Objective
Below are some entries. Return exactly the lines from the one with "[indicate] lake (a" through the final line, leaving out any pictures.

(Object point labels)
## START

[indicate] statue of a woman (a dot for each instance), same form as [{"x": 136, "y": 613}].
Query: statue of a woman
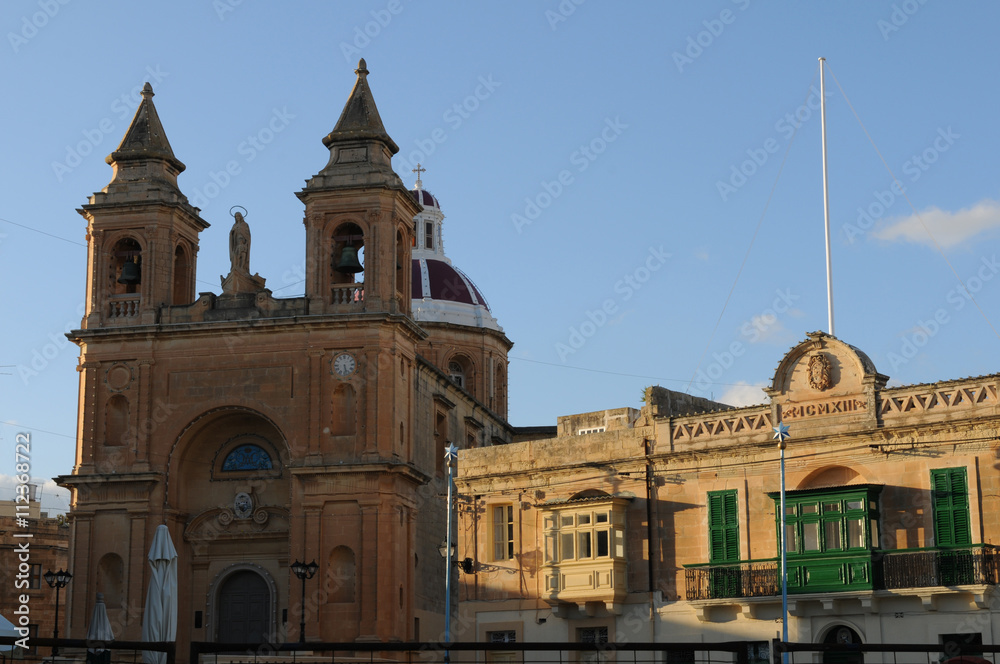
[{"x": 239, "y": 245}]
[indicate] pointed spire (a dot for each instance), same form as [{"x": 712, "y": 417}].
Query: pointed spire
[
  {"x": 360, "y": 118},
  {"x": 145, "y": 138}
]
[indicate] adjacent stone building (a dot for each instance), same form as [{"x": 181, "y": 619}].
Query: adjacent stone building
[
  {"x": 48, "y": 548},
  {"x": 263, "y": 430},
  {"x": 661, "y": 523}
]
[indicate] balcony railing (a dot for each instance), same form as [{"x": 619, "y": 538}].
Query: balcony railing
[
  {"x": 351, "y": 296},
  {"x": 909, "y": 568},
  {"x": 923, "y": 568},
  {"x": 747, "y": 579},
  {"x": 123, "y": 306}
]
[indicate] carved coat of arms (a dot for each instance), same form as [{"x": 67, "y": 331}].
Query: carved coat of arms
[{"x": 820, "y": 372}]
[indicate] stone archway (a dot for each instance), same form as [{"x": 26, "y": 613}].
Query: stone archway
[{"x": 244, "y": 608}]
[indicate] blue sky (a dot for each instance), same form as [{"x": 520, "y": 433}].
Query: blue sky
[{"x": 603, "y": 168}]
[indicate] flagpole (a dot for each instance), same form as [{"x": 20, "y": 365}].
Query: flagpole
[{"x": 826, "y": 197}]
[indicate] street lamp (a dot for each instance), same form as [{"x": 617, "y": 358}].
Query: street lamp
[
  {"x": 450, "y": 455},
  {"x": 57, "y": 580},
  {"x": 780, "y": 433},
  {"x": 304, "y": 572}
]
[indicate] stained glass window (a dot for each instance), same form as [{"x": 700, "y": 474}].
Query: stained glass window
[{"x": 247, "y": 457}]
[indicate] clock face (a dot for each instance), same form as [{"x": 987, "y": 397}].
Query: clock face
[{"x": 344, "y": 364}]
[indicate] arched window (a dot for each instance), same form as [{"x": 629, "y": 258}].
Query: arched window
[
  {"x": 110, "y": 580},
  {"x": 342, "y": 575},
  {"x": 116, "y": 421},
  {"x": 247, "y": 457},
  {"x": 344, "y": 411},
  {"x": 347, "y": 259},
  {"x": 457, "y": 373},
  {"x": 500, "y": 390},
  {"x": 402, "y": 266},
  {"x": 182, "y": 277},
  {"x": 125, "y": 267}
]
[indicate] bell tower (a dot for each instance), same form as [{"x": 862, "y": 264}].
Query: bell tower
[
  {"x": 142, "y": 234},
  {"x": 358, "y": 217}
]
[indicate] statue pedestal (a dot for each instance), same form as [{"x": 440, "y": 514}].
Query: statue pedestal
[{"x": 242, "y": 282}]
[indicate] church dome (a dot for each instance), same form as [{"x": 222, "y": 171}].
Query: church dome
[
  {"x": 438, "y": 280},
  {"x": 425, "y": 198},
  {"x": 444, "y": 294},
  {"x": 441, "y": 292}
]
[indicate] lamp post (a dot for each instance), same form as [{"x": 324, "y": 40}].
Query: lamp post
[
  {"x": 304, "y": 572},
  {"x": 450, "y": 455},
  {"x": 57, "y": 580},
  {"x": 780, "y": 434}
]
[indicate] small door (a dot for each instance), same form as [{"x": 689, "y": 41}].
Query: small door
[
  {"x": 844, "y": 636},
  {"x": 244, "y": 608}
]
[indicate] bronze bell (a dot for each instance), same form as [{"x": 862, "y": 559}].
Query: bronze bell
[
  {"x": 130, "y": 273},
  {"x": 348, "y": 263}
]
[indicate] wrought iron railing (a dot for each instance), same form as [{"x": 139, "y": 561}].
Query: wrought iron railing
[
  {"x": 925, "y": 568},
  {"x": 908, "y": 568},
  {"x": 747, "y": 579}
]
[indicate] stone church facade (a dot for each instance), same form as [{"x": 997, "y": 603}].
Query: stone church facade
[
  {"x": 266, "y": 430},
  {"x": 261, "y": 430},
  {"x": 661, "y": 523}
]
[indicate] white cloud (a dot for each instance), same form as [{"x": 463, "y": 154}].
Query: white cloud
[
  {"x": 948, "y": 228},
  {"x": 744, "y": 394}
]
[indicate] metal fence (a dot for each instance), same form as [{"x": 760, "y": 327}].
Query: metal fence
[
  {"x": 81, "y": 650},
  {"x": 730, "y": 652}
]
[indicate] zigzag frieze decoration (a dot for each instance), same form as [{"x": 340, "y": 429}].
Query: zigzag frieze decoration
[
  {"x": 722, "y": 426},
  {"x": 957, "y": 397}
]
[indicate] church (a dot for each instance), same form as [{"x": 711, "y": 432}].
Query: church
[{"x": 265, "y": 431}]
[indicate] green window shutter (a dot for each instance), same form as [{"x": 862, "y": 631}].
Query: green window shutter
[
  {"x": 723, "y": 527},
  {"x": 951, "y": 507}
]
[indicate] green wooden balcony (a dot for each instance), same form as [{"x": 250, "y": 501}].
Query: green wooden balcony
[{"x": 876, "y": 570}]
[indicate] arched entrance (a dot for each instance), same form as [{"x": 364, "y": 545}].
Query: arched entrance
[
  {"x": 244, "y": 609},
  {"x": 842, "y": 635}
]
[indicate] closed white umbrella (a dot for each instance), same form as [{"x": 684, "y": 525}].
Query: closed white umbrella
[
  {"x": 7, "y": 629},
  {"x": 159, "y": 621},
  {"x": 99, "y": 631}
]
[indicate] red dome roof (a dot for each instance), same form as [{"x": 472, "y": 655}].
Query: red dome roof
[
  {"x": 425, "y": 198},
  {"x": 443, "y": 282}
]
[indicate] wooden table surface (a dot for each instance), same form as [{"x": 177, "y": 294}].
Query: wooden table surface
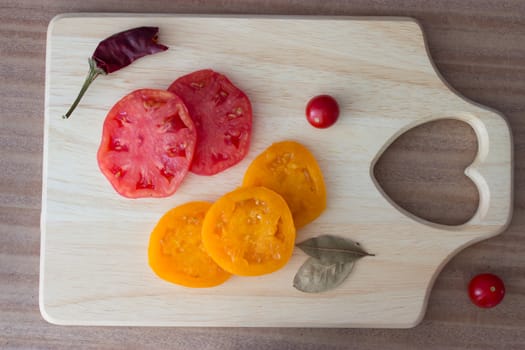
[{"x": 478, "y": 48}]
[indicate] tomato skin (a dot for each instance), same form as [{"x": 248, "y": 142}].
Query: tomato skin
[
  {"x": 322, "y": 111},
  {"x": 249, "y": 231},
  {"x": 222, "y": 114},
  {"x": 175, "y": 251},
  {"x": 147, "y": 144},
  {"x": 486, "y": 290}
]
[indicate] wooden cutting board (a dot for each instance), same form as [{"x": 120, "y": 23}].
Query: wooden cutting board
[{"x": 94, "y": 268}]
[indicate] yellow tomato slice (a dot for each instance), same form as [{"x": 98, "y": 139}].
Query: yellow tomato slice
[
  {"x": 249, "y": 231},
  {"x": 176, "y": 251},
  {"x": 291, "y": 170}
]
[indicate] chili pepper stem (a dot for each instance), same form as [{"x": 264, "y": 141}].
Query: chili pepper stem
[{"x": 93, "y": 73}]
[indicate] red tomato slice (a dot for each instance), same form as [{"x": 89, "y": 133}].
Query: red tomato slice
[
  {"x": 222, "y": 114},
  {"x": 147, "y": 145}
]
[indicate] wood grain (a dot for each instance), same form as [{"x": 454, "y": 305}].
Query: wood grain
[
  {"x": 89, "y": 230},
  {"x": 477, "y": 46}
]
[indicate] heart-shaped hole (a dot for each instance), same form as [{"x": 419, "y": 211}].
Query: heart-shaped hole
[{"x": 423, "y": 172}]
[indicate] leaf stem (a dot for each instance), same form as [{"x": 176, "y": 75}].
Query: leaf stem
[{"x": 93, "y": 73}]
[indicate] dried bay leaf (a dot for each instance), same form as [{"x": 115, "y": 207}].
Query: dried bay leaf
[
  {"x": 329, "y": 249},
  {"x": 315, "y": 276}
]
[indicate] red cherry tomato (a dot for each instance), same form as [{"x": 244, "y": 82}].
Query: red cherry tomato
[
  {"x": 322, "y": 111},
  {"x": 223, "y": 117},
  {"x": 148, "y": 142},
  {"x": 486, "y": 290}
]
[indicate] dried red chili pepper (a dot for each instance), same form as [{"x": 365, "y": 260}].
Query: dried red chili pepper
[{"x": 118, "y": 51}]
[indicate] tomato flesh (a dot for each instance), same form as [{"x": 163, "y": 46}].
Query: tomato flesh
[
  {"x": 148, "y": 142},
  {"x": 486, "y": 290},
  {"x": 322, "y": 111},
  {"x": 222, "y": 114}
]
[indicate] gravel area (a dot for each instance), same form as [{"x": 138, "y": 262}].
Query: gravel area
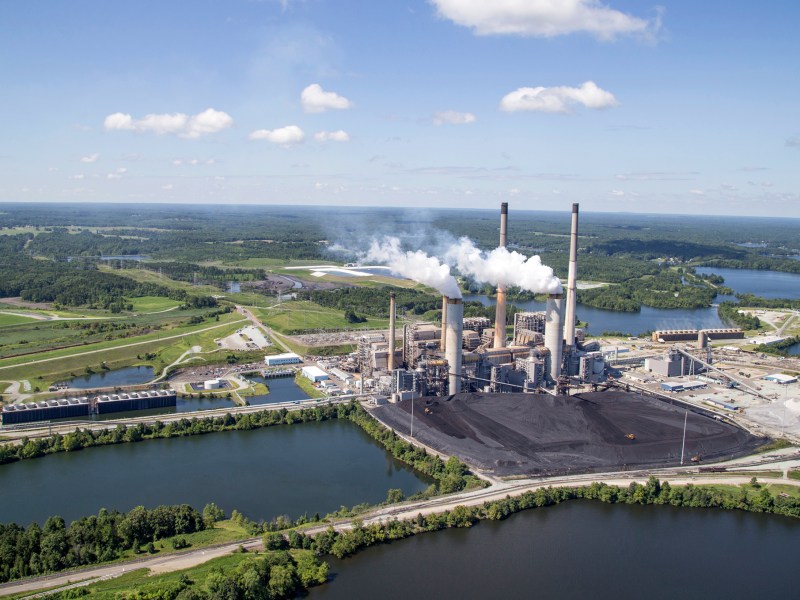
[{"x": 525, "y": 434}]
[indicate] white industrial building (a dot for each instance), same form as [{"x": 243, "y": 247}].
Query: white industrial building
[
  {"x": 287, "y": 358},
  {"x": 314, "y": 374}
]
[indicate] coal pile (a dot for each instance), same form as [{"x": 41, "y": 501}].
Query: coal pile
[{"x": 527, "y": 434}]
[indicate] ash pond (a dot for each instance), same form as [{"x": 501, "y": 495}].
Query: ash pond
[
  {"x": 286, "y": 470},
  {"x": 582, "y": 549}
]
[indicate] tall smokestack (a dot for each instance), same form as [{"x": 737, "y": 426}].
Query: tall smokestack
[
  {"x": 553, "y": 333},
  {"x": 443, "y": 342},
  {"x": 455, "y": 326},
  {"x": 500, "y": 310},
  {"x": 572, "y": 294},
  {"x": 392, "y": 311}
]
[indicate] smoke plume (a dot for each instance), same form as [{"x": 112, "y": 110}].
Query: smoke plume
[
  {"x": 503, "y": 268},
  {"x": 415, "y": 265}
]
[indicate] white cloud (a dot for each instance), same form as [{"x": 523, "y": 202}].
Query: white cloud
[
  {"x": 332, "y": 136},
  {"x": 316, "y": 100},
  {"x": 453, "y": 117},
  {"x": 558, "y": 99},
  {"x": 543, "y": 18},
  {"x": 192, "y": 127},
  {"x": 291, "y": 134}
]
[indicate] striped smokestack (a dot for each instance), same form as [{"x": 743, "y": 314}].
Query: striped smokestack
[
  {"x": 500, "y": 309},
  {"x": 572, "y": 294},
  {"x": 392, "y": 311}
]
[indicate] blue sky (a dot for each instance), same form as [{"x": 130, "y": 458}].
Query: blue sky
[{"x": 680, "y": 107}]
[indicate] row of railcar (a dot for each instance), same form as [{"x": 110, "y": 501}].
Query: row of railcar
[{"x": 75, "y": 408}]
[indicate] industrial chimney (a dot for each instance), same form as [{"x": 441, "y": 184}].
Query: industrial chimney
[
  {"x": 553, "y": 333},
  {"x": 455, "y": 325},
  {"x": 443, "y": 342},
  {"x": 392, "y": 311},
  {"x": 572, "y": 295},
  {"x": 500, "y": 314}
]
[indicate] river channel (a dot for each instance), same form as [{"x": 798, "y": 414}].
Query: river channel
[
  {"x": 303, "y": 468},
  {"x": 581, "y": 550}
]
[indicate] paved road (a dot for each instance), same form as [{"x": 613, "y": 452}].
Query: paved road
[{"x": 408, "y": 510}]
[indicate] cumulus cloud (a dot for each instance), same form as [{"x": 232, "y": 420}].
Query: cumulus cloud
[
  {"x": 558, "y": 99},
  {"x": 332, "y": 136},
  {"x": 543, "y": 18},
  {"x": 285, "y": 136},
  {"x": 192, "y": 127},
  {"x": 316, "y": 100},
  {"x": 452, "y": 117}
]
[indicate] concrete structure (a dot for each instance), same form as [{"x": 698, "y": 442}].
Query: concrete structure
[
  {"x": 572, "y": 282},
  {"x": 314, "y": 374},
  {"x": 455, "y": 321},
  {"x": 212, "y": 384},
  {"x": 287, "y": 358},
  {"x": 780, "y": 378},
  {"x": 554, "y": 334},
  {"x": 500, "y": 309},
  {"x": 392, "y": 311}
]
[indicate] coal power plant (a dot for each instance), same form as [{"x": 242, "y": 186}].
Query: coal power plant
[{"x": 504, "y": 405}]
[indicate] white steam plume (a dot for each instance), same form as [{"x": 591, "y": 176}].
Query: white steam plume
[
  {"x": 504, "y": 268},
  {"x": 415, "y": 265}
]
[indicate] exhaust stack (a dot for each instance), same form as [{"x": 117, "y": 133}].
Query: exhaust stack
[
  {"x": 553, "y": 333},
  {"x": 455, "y": 326},
  {"x": 572, "y": 294},
  {"x": 500, "y": 314},
  {"x": 443, "y": 342},
  {"x": 392, "y": 311}
]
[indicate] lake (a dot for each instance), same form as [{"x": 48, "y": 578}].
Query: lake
[
  {"x": 580, "y": 550},
  {"x": 767, "y": 284},
  {"x": 118, "y": 377},
  {"x": 304, "y": 468},
  {"x": 649, "y": 319}
]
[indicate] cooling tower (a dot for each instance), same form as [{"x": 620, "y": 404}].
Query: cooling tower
[
  {"x": 572, "y": 295},
  {"x": 392, "y": 311},
  {"x": 455, "y": 324},
  {"x": 553, "y": 333},
  {"x": 500, "y": 314}
]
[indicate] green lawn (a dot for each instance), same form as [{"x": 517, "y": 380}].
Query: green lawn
[
  {"x": 147, "y": 304},
  {"x": 7, "y": 320},
  {"x": 303, "y": 315}
]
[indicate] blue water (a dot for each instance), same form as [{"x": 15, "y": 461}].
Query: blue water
[
  {"x": 648, "y": 319},
  {"x": 767, "y": 284},
  {"x": 126, "y": 376},
  {"x": 281, "y": 389}
]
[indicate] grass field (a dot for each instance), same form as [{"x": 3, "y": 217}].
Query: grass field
[
  {"x": 119, "y": 353},
  {"x": 7, "y": 320},
  {"x": 146, "y": 304},
  {"x": 304, "y": 315}
]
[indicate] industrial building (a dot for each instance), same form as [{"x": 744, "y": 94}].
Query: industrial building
[
  {"x": 468, "y": 354},
  {"x": 287, "y": 358}
]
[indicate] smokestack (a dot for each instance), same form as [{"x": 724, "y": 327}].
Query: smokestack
[
  {"x": 392, "y": 311},
  {"x": 553, "y": 333},
  {"x": 500, "y": 310},
  {"x": 443, "y": 342},
  {"x": 455, "y": 326},
  {"x": 572, "y": 294}
]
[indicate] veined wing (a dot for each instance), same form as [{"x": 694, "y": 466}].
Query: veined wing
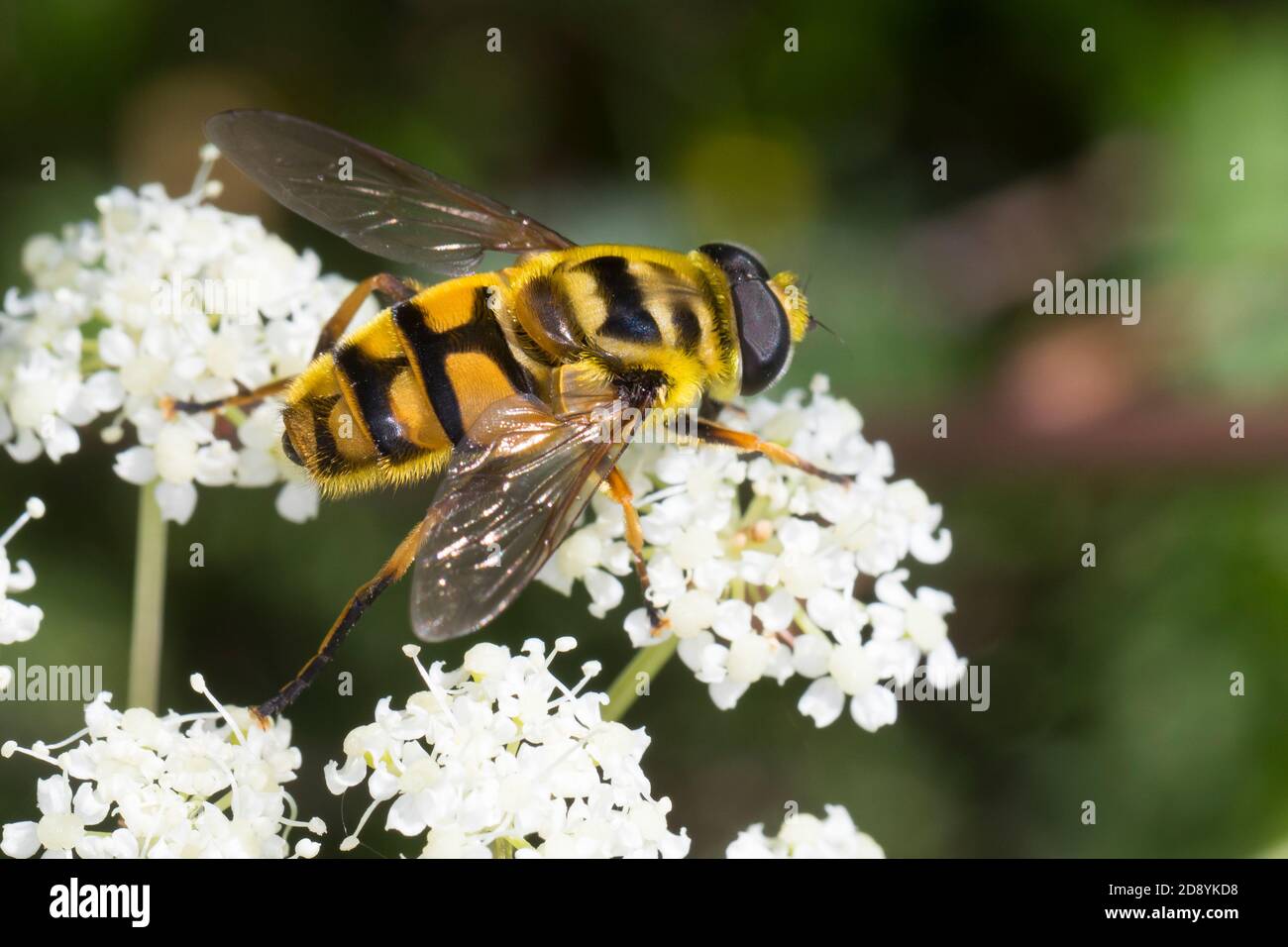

## END

Result
[indicate] lake (a dot for each instance), same form as [{"x": 48, "y": 578}].
Query: lake
[
  {"x": 580, "y": 550},
  {"x": 767, "y": 284},
  {"x": 118, "y": 377},
  {"x": 304, "y": 468},
  {"x": 649, "y": 319}
]
[indicate] cooling tower (a dot for each instance), same form as [{"x": 620, "y": 404}].
Query: cooling tower
[
  {"x": 572, "y": 295},
  {"x": 392, "y": 311},
  {"x": 455, "y": 324},
  {"x": 553, "y": 333},
  {"x": 500, "y": 314}
]
[indicate] green lawn (a dot for each instance), same form as [{"x": 517, "y": 380}].
Query: green lawn
[
  {"x": 147, "y": 304},
  {"x": 7, "y": 320},
  {"x": 303, "y": 315}
]
[indicate] blue water (a dot for each instance), same form as [{"x": 15, "y": 461}].
Query: blue water
[
  {"x": 648, "y": 319},
  {"x": 767, "y": 284},
  {"x": 126, "y": 376},
  {"x": 281, "y": 389}
]
[indicate] grass field (a dot for each instance), same form as [{"x": 3, "y": 217}].
Query: grass field
[
  {"x": 119, "y": 353},
  {"x": 7, "y": 320},
  {"x": 146, "y": 304},
  {"x": 304, "y": 315}
]
[indicate] industrial building (a dot for each instance), same form as [{"x": 744, "y": 94}].
Query: industrial building
[
  {"x": 468, "y": 354},
  {"x": 287, "y": 358}
]
[indicate] smokestack (a dot for each instance), same form as [{"x": 724, "y": 327}].
Query: smokestack
[
  {"x": 392, "y": 311},
  {"x": 553, "y": 333},
  {"x": 500, "y": 310},
  {"x": 443, "y": 342},
  {"x": 455, "y": 326},
  {"x": 572, "y": 294}
]
[indicate] veined wing (a dot for each instance), same form as [{"x": 694, "y": 466}].
Query: veined wing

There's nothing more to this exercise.